§ EXERCISE REQUIREMENTS:
Find the line containing "If you could tag the doorway", then output it and every line after it through the end of the listing below, exactly as written.

** start RECORDED DATA **

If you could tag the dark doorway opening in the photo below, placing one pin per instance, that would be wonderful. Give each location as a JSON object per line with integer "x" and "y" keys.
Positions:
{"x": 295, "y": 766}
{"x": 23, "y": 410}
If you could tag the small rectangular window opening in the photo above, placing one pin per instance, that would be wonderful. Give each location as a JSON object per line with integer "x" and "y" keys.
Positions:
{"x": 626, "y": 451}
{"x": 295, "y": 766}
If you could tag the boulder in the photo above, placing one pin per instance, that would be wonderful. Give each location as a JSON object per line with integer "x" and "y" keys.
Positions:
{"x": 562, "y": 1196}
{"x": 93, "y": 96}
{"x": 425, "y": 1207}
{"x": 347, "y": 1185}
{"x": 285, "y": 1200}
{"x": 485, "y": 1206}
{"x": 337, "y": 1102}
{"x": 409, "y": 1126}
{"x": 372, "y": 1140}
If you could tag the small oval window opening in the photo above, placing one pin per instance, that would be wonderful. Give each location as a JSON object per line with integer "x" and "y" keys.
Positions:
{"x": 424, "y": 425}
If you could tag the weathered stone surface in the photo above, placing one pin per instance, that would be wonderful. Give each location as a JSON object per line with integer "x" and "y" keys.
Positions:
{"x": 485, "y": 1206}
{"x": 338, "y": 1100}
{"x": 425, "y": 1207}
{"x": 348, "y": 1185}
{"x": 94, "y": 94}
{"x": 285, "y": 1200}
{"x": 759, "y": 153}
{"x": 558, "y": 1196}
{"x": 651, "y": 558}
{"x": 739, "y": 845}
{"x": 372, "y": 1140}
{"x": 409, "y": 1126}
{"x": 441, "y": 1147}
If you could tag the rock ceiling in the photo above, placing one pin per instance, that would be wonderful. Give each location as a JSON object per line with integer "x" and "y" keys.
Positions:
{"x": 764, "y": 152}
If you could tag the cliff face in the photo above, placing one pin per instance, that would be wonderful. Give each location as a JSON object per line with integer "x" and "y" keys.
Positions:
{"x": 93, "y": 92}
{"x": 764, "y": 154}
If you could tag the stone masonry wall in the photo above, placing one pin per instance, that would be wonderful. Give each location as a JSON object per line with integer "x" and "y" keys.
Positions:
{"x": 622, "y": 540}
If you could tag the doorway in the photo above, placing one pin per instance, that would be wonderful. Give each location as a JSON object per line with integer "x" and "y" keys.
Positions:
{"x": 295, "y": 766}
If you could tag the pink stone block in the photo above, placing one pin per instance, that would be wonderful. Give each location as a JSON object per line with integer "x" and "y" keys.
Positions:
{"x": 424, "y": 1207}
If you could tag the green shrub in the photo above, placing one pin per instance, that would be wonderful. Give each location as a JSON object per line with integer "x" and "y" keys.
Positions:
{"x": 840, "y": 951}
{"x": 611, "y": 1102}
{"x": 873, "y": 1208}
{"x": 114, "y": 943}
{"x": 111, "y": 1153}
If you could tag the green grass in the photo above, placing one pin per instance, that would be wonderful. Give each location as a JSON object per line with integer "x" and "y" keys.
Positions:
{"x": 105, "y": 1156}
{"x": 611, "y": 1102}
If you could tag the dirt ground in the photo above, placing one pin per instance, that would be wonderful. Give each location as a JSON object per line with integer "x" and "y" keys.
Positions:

** end RECORDED DATA **

§ SOLUTION:
If you could tag the doorway in the photo above, placing one pin per instance, that would be wonderful. Give each location as a JSON object per line with integer "x" and "y" keys.
Positions:
{"x": 295, "y": 766}
If you could tag the pink stone block in the photo above, placing one pin per instance, that would be wonderful. Give each location as a JSON object per line with integer "x" and "y" keys.
Positions:
{"x": 424, "y": 1207}
If you could tag the green shrub in the photo above, placing one pin per instance, that would be wonderful. Give each location as a JSON object per line with integer "x" and "y" keys.
Positions:
{"x": 840, "y": 951}
{"x": 611, "y": 1102}
{"x": 873, "y": 1208}
{"x": 114, "y": 943}
{"x": 111, "y": 1153}
If you could tag the green grass in the photo above, placing one pin per instance, that would be wonderful. Give each location as a JSON object per line with integer "x" and "y" keys.
Positions:
{"x": 105, "y": 1156}
{"x": 611, "y": 1102}
If you could tag the dirt ground in the photo above, placing one pin per instance, that would be wonderful. Give each location as a JSON object per line with integer "x" and "y" keys.
Positions:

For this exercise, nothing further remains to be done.